→ **What is expected**: Copy the pull request page below word for word, in full.

→ **Provided text**:
════════

Skip to content

fix(llm): add disableResponseFormat option for proxies that reject response_format#67

Open
laurentftech wants to merge 2 commits intoclay-good:mainfrom
laurentftech:fix/disable-response-format
Open

fix(llm): add disableResponseFormat option for proxies that reject response_format#67
laurentftech wants to merge 2 commits intoclay-good:mainfrom
laurentftech:fix/disable-response-format

Conversation

@laurentftech
Copy link
Copy Markdown
Contributor

Problem

Some OpenAI-compatible proxy endpoints return {"detail":"There was an error parsing the body"} when the request includes response_format — they support the chat completions API but not structured output extensions. This causes all LLM requests to fail silently (retrying with empty error messages).

════════

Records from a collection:
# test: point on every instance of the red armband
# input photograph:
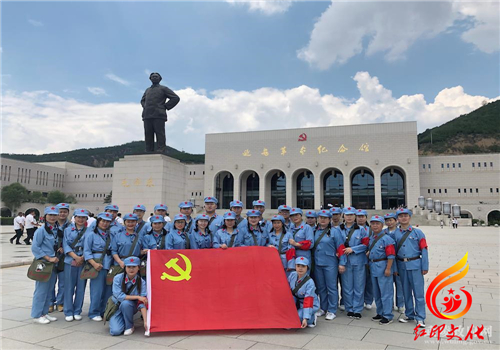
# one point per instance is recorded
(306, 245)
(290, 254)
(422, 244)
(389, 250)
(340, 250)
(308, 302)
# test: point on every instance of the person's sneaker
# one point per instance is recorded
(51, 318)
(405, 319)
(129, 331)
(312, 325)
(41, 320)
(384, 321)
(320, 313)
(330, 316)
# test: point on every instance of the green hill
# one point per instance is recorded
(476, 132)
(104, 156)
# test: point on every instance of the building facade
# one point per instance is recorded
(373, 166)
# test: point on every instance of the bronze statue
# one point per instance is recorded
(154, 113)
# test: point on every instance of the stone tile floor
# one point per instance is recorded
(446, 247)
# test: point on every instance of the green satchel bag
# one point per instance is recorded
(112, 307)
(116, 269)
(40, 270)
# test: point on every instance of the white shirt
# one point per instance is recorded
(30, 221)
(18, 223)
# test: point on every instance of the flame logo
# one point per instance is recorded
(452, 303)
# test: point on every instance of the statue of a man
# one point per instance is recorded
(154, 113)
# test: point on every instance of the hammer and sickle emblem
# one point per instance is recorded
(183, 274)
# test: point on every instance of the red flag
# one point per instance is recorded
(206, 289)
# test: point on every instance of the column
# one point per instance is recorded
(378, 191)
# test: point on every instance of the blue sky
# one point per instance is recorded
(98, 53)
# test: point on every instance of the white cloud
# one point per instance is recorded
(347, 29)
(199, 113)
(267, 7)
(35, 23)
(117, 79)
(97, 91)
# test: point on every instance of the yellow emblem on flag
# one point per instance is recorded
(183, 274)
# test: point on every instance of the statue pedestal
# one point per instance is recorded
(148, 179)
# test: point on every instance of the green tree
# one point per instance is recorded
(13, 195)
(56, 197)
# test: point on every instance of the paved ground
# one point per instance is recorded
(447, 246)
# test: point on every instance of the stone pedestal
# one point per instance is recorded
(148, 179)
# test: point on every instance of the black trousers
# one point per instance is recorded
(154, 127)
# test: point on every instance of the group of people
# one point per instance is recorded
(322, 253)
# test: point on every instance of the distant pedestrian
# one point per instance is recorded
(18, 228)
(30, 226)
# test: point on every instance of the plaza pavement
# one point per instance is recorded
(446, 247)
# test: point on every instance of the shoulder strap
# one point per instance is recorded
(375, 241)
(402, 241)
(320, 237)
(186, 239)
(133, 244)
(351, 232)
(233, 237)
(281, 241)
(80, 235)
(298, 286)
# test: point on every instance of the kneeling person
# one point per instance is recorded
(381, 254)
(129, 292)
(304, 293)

════════

→ **Answer section**:
Skip to content

fix(llm): add disableResponseFormat option for proxies that reject response_format#67

Open
laurentftech wants to merge 2 commits intoclay-good:mainfrom
laurentftech:fix/disable-response-format
Open

fix(llm): add disableResponseFormat option for proxies that reject response_format#67
laurentftech wants to merge 2 commits intoclay-good:mainfrom
laurentftech:fix/disable-response-format

Conversation

@laurentftech
Copy link
Copy Markdown
Contributor

Problem

Some OpenAI-compatible proxy endpoints return {"detail":"There was an error parsing the body"} when the request includes response_format — they support the chat completions API but not structured output extensions. This causes all LLM requests to fail silently (retrying with empty error messages).